EXERCISE REQUIREMENTS:
Reproduce every entry below word for word, omitting the pictures.

** BEGIN **

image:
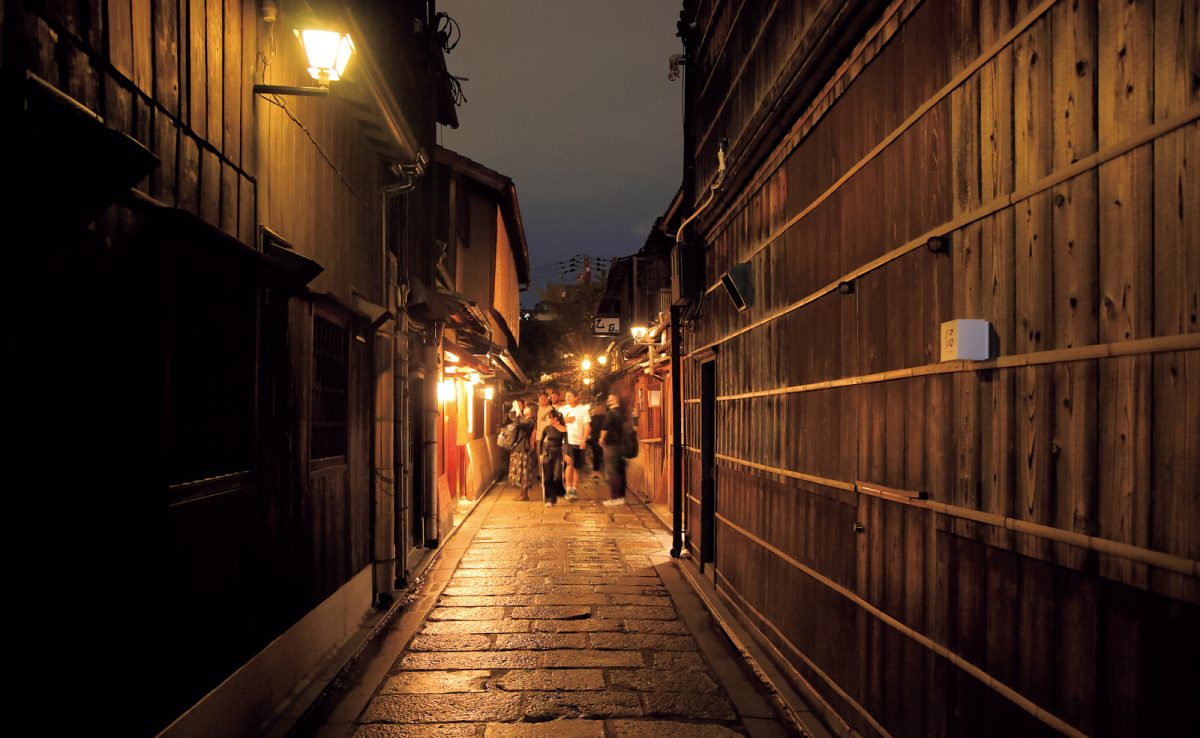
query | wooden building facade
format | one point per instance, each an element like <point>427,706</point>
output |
<point>1006,546</point>
<point>243,479</point>
<point>484,268</point>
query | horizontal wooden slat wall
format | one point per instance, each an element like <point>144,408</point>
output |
<point>155,71</point>
<point>1050,582</point>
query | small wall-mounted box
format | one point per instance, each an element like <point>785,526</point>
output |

** END **

THE SOLUTION:
image:
query | wooden building facade
format | one point per instance, each an element like <point>427,706</point>
output |
<point>1006,546</point>
<point>243,479</point>
<point>484,268</point>
query | horizontal wooden slat wall
format | one point per instance, each an element like <point>144,408</point>
output |
<point>155,71</point>
<point>1050,582</point>
query | small wall-mounted box
format | one point per instance, each an element like <point>785,526</point>
output |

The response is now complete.